= THE PROBLEM =
Output every line of the material exactly.

------------------------------------

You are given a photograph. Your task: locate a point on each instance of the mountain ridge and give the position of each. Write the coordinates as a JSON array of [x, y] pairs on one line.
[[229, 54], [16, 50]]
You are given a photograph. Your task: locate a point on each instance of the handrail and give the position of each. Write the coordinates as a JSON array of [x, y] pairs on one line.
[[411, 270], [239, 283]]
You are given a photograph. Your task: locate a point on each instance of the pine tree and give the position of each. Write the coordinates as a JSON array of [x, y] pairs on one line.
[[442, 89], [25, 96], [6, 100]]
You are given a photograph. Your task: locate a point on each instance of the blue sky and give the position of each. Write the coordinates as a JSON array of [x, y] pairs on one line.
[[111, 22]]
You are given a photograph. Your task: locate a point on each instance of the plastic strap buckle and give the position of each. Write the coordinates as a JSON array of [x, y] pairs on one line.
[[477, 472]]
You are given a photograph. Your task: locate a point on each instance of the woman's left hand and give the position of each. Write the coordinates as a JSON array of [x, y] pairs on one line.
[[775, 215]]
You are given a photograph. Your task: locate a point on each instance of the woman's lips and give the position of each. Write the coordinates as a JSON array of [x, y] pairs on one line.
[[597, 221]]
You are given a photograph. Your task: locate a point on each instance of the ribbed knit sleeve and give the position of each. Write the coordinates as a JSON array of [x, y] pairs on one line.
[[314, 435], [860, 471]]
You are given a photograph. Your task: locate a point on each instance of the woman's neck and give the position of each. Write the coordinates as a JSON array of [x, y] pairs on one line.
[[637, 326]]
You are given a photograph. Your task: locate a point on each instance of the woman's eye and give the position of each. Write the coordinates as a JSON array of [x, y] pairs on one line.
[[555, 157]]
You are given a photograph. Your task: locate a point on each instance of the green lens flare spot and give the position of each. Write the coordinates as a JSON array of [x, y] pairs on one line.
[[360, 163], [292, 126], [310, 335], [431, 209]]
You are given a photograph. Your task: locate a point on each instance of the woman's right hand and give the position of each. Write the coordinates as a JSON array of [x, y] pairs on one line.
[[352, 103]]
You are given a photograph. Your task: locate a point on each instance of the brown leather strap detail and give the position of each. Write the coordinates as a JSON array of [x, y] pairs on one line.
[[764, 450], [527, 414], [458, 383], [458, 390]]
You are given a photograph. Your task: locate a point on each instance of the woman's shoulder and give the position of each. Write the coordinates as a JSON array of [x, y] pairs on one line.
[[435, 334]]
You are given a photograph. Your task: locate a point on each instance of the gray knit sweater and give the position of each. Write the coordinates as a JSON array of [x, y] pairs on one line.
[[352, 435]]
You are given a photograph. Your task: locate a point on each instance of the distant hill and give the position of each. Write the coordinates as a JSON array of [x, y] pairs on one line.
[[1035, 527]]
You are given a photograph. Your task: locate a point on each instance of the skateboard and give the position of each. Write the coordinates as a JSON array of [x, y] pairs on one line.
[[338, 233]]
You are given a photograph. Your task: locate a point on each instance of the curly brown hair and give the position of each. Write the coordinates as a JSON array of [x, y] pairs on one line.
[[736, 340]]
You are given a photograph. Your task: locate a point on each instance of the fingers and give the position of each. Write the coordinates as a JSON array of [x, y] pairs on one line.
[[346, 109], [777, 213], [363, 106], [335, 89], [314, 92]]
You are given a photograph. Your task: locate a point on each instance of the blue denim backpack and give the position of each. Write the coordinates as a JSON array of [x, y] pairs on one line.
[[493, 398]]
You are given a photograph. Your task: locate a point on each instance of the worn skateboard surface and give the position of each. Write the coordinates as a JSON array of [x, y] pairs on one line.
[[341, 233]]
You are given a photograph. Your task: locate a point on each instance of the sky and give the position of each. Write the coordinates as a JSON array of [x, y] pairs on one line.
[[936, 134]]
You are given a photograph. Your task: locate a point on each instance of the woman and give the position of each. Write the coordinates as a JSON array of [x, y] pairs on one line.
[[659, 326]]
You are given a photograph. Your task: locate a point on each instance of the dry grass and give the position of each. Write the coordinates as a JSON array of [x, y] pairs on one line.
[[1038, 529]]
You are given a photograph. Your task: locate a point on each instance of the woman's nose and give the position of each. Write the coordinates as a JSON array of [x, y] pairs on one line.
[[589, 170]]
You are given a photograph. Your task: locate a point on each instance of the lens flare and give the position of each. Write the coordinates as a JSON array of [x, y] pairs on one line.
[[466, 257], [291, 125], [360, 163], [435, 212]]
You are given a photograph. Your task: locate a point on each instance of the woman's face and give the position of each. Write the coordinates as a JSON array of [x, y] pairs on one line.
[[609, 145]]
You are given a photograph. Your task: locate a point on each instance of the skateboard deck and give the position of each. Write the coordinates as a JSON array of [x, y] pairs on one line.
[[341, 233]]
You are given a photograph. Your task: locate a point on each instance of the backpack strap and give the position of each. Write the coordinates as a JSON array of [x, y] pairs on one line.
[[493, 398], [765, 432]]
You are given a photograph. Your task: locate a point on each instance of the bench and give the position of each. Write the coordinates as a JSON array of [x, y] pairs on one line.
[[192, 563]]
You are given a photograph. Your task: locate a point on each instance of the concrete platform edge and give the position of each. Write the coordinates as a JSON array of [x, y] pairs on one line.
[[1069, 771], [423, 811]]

------------------------------------

= ANSWER SECTION =
You are given a photograph. Your task: locate a point on each instance of the mountain ridge and give the position of each. Write the coordinates as a JSON array of [x, y] pairs on one line.
[[229, 54], [16, 50]]
You are given a photograph. Your task: locate a point on each instance of the handrail and give the position of each. Write the coordinates as a JSON array of [x, y] pairs on one line.
[[411, 270], [239, 283]]
You are given a photograph. Your task: locate a point on each instance of the pine tree and give the position of each. Write the coordinates as a JSON array of [x, y] pairs on one line.
[[442, 89], [25, 96], [6, 100]]
You are given a photograph. Your task: locate a point on each instance of the blue sky and give the position of each. Write the coordinates as a JSON array of [x, y] pairs on one line.
[[111, 22]]
You are given a photograph. Your task: locate a point on each instance of the plastic strap buckle and give the position of each. Write the coordinates as a JSON array of [x, y] pairs on one line.
[[477, 472]]
You are given a photograph. Your task: locate a point on each instance of the woman's left hand and give the position of each. Write the coordinates as a JSON array of [x, y] pairs on one line.
[[775, 215]]
You are given a photograph. Your task: locate a point on each instance of the woman's lips and give the position of each. Write the coordinates as a JSON array of [x, y] pairs on one line.
[[597, 221]]
You are given a photograph. Your task: locate a point on each instance of the ribbed knit sleeve and give the position of each. Write the coordinates as a JSON array of [x, y] pairs on one line.
[[314, 435], [860, 471]]
You are given a photograph. Your task: locate a point on each instance of the woman's neck and give the position of each. Write the coordinates as a JSON array of [x, y] pairs on one line.
[[637, 326]]
You are given a photograph. Your task: locate a point on each instance of the woman's eye and give the position of each. Write the coordinates as a JSON array of [x, y] pairs on one line.
[[555, 157]]
You are given a photograph. Your task: locate a point on each instance of the green lens flare spot and give the position of each. Write the coordinates as a JSON array of [x, y] pairs on one line.
[[360, 163], [292, 126], [310, 335], [431, 209]]
You are given a photograph. Your task: locate a point on each instance of the woman's right hand and give the position of each. Write the coordinates as a JSON array of [x, y] pairs on one line.
[[352, 103]]
You are given a photograph. Your task: locate a point on each instance of the brown leather strap detail and give the position of each. Write the coordinates as a JSON array of [x, y] pairs on one line.
[[764, 450], [527, 414], [458, 383], [458, 390]]
You are given a photograph. Your task: locate a point on each instance of the woman's shoulder and give the position of each. Write the coordinates as a JSON array of [x, y] pairs on one line.
[[435, 334]]
You are given a photograph. Your task: locate a point on each instance of the gray knit sweater and give the position of each. Write the coordinates as a JSON array of [x, y] pairs on one line.
[[352, 435]]
You are given a photograph. Your task: locate a point on each instance of the distant hill and give the position of each. Write the coordinates as a JSON array of [x, y] pairs on one line.
[[1035, 527]]
You are given a photograph. Your task: locate a point on each instance of the skateboard and give the position of each. Write the coordinates as a JSON array of [x, y] pairs on one line.
[[338, 233]]
You are given a photograph. Your task: locate a point on each instance of the curly brown hair and give the position of each. Write the coordinates as a JSON array of [x, y] pairs on one line.
[[736, 340]]
You are given a photograph. Your task: locate a point on each instance of the fingers and give the position of each. Write the coordinates as a JSON array of [x, y] pairs on one line.
[[346, 109], [777, 213], [363, 106], [335, 89], [314, 92]]
You are given a photograph. Your task: locate a point on each instance of the blue denim backpack and give the position of each. Write the coordinates as a JSON array of [x, y] pairs on one line.
[[493, 398]]
You are given a photograph. Your task: locate a point on each instance of the worn skateboard surface and give the position of each. Write the coordinates as a JSON array of [x, y] pairs on one line.
[[341, 233]]
You are given a photograph. Your task: locate a point on each instance of the sky and give the position of each. Write the coordinates as a JSON array of [x, y] pairs on one line.
[[936, 134]]
You are given a photograph. Your task: locate a point on each instance of the woman and give the position of each. Write the coordinates as a JSON array of [x, y] pairs on one line.
[[659, 326]]
You are given a photograph. Your task: locate a point on each instance of the dry grass and give the position of each. Write the coordinates as a JSON array of [x, y] pairs on one line.
[[1038, 529]]
You are given a photograph. Your task: locate a point on each instance of the woman's nose and give the position of each. Write the coordinates as a JSON array of [x, y] pairs on one line.
[[589, 170]]
You are given a photograph. Your task: locate a point on each instance of the lens flare and give the position of each. Write the coordinates as a JSON array of [x, y] pairs on one line.
[[466, 257], [291, 125], [360, 163], [435, 212]]
You are given a photograph. Your task: locate a point on each instance of the woman's face and give the position of each. Write the coordinates as a JSON array of [x, y] pairs on one line.
[[609, 145]]
You are given a photograph. Your task: locate a point on each instance of the skateboard deck and give the position of each. Write the coordinates as a JSON array of [x, y] pairs on one line.
[[341, 233]]
You are given a photograph. Your task: locate a point on each instance of the backpack strap and give the position of each. Write the coordinates as a JSON array of [x, y] pairs on one line.
[[493, 398], [765, 432]]
You are given a photograph. Your task: locate a point on each instance of the bench and give the position of each. Write the coordinates as a JSON array of [x, y] pairs on one line.
[[192, 563]]
You are given a photograph. Your task: locate a point on each instance of the concrete platform edge and give the position of each. Write the coordinates as a JSON array of [x, y] pairs on one line.
[[1069, 771], [423, 811]]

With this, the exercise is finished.